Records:
________

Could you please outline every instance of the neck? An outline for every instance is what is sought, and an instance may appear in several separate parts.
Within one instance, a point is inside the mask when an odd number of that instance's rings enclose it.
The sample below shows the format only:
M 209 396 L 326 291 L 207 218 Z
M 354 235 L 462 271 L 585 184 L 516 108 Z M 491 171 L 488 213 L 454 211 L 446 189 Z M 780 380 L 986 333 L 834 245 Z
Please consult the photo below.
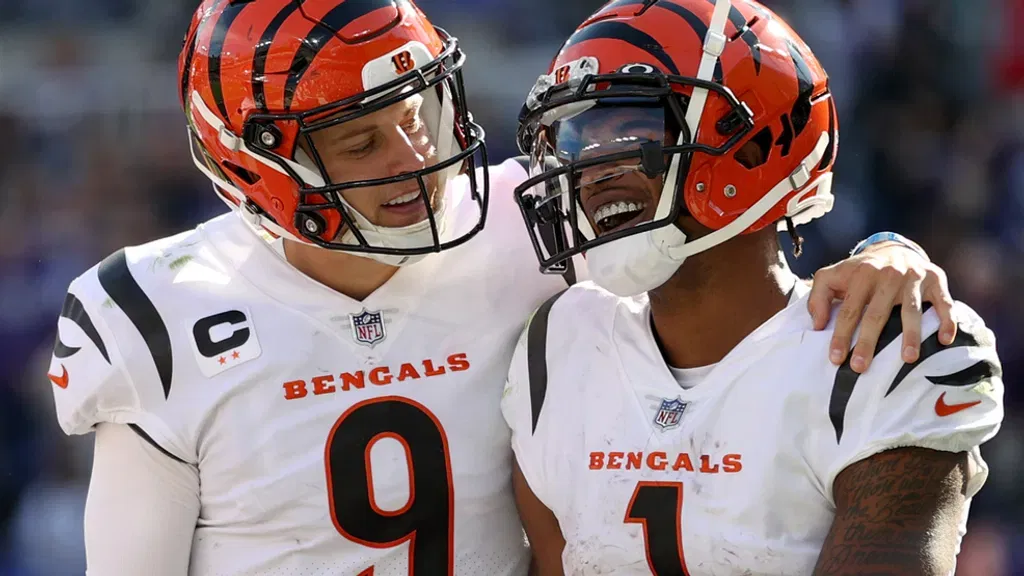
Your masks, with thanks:
M 796 276 L 766 233 L 744 235 L 687 258 L 649 292 L 654 331 L 670 366 L 720 362 L 788 303 Z
M 358 301 L 391 279 L 397 266 L 353 253 L 285 240 L 285 258 L 316 282 Z

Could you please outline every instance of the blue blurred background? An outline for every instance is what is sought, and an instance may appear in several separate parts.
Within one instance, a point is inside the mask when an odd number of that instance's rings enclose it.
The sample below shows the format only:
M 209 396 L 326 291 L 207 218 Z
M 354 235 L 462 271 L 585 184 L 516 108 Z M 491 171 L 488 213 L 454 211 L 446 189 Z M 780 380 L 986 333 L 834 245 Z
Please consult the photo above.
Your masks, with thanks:
M 0 576 L 85 569 L 91 437 L 65 438 L 45 374 L 71 280 L 224 209 L 175 92 L 197 0 L 0 0 Z M 469 54 L 492 158 L 560 41 L 599 0 L 421 0 Z M 998 338 L 1007 421 L 957 574 L 1024 575 L 1024 0 L 768 0 L 831 76 L 833 213 L 809 275 L 879 230 L 921 242 Z M 1015 37 L 1016 35 L 1016 37 Z

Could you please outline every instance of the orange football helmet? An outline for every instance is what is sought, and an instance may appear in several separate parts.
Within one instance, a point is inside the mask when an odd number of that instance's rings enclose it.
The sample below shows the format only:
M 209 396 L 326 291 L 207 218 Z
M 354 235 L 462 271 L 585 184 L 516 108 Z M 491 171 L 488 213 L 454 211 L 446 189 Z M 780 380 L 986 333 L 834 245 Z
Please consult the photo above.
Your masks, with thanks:
M 393 264 L 457 246 L 482 229 L 487 203 L 464 60 L 411 0 L 205 0 L 178 60 L 193 156 L 228 205 L 276 237 Z M 332 180 L 312 136 L 411 97 L 430 142 L 422 168 Z M 444 190 L 461 173 L 478 217 L 445 234 Z M 419 191 L 423 221 L 375 225 L 345 199 L 398 182 Z
M 614 0 L 530 92 L 518 131 L 530 178 L 515 194 L 542 271 L 586 252 L 595 281 L 636 294 L 688 255 L 830 210 L 838 139 L 825 72 L 758 2 Z M 656 210 L 596 231 L 581 189 L 628 171 L 664 178 Z M 684 213 L 713 232 L 687 241 Z

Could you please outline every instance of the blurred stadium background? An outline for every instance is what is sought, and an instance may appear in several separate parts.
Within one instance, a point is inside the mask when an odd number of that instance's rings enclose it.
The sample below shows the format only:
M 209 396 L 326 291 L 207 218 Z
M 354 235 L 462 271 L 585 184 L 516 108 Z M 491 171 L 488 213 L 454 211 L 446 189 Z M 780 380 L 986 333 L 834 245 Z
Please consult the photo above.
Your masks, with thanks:
M 469 54 L 492 158 L 600 0 L 420 0 Z M 1007 421 L 957 574 L 1024 575 L 1024 0 L 767 0 L 831 76 L 837 206 L 807 275 L 872 231 L 921 242 L 997 335 Z M 176 55 L 196 0 L 0 0 L 0 576 L 82 574 L 91 437 L 45 373 L 69 282 L 124 245 L 224 209 L 188 157 Z

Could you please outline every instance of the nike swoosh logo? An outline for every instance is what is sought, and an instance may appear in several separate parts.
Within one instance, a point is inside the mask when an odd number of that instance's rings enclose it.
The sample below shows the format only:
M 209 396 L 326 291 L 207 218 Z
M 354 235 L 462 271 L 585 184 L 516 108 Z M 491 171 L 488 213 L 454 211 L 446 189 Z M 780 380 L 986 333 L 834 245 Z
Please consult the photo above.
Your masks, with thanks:
M 957 412 L 963 412 L 972 406 L 981 404 L 980 400 L 975 402 L 965 402 L 964 404 L 946 404 L 946 393 L 942 393 L 935 401 L 935 413 L 939 416 L 951 416 Z
M 68 387 L 68 369 L 63 367 L 63 364 L 61 364 L 60 365 L 60 370 L 63 371 L 63 374 L 61 374 L 59 377 L 54 376 L 53 374 L 47 374 L 46 377 L 49 378 L 51 382 L 53 382 L 54 384 L 56 384 L 57 387 L 67 388 Z

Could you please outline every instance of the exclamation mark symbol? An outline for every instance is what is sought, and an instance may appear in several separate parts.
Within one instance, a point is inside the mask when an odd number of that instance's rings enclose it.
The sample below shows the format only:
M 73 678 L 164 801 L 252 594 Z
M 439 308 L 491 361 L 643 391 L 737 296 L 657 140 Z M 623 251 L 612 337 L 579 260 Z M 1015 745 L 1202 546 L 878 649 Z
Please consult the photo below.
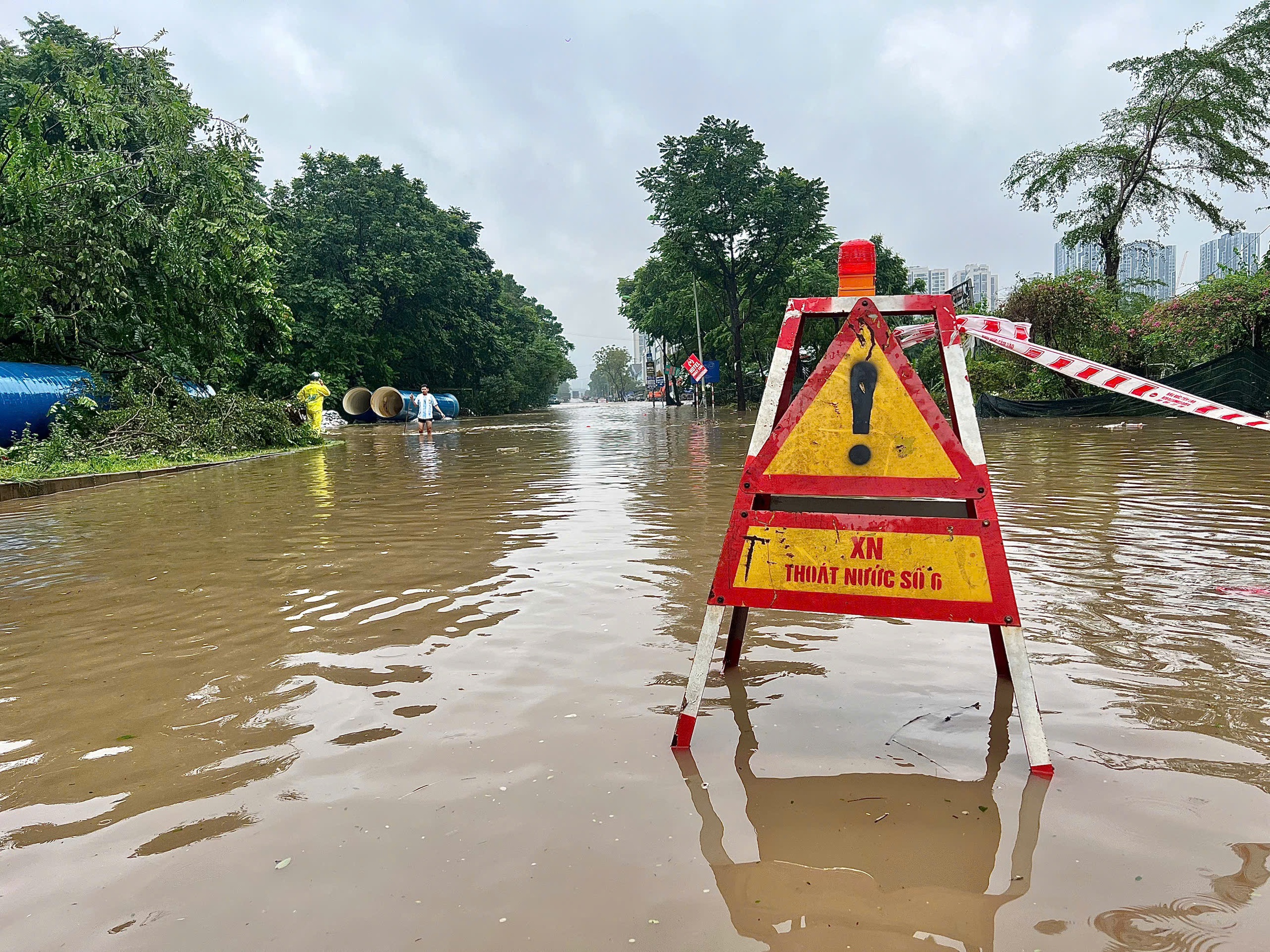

________

Convert the lines from the one containing "Could you please outline every instance of the blue" up to and including the one containing "M 0 576 L 85" into a Markdown table with the columns No. and Line, giving each line its running number and skipping blank lines. Include only those lines.

● Task result:
| No. | Line |
|---|---|
| 1 | Could you please outline every instance of the blue blurred background? An outline for every instance is what is sought, and an instance may appear in several separate parts. |
| 2 | Within one instance, a point is inside the mask when an odd number of that instance's rings enclose it. |
| 3 | The sample below shows the format only: |
| 4 | M 209 396 L 326 291 L 207 218 Z |
| 5 | M 354 235 L 462 271 L 585 184 L 516 108 Z M 491 171 L 488 213 L 454 211 L 446 189 Z M 780 380 L 986 333 L 834 245 Z |
| 6 | Please consult the photo above. |
| 7 | Your masks, with thanks: |
| 8 | M 0 576 L 85 569 L 91 437 L 65 438 L 45 374 L 71 280 L 224 209 L 175 92 L 197 0 L 0 0 Z M 469 54 L 492 158 L 560 41 L 599 0 L 421 0 Z M 998 338 L 1007 421 L 957 574 L 1024 575 L 1024 0 L 768 0 L 831 76 L 833 213 L 809 275 L 879 230 L 921 242 Z M 1015 37 L 1016 35 L 1016 37 Z |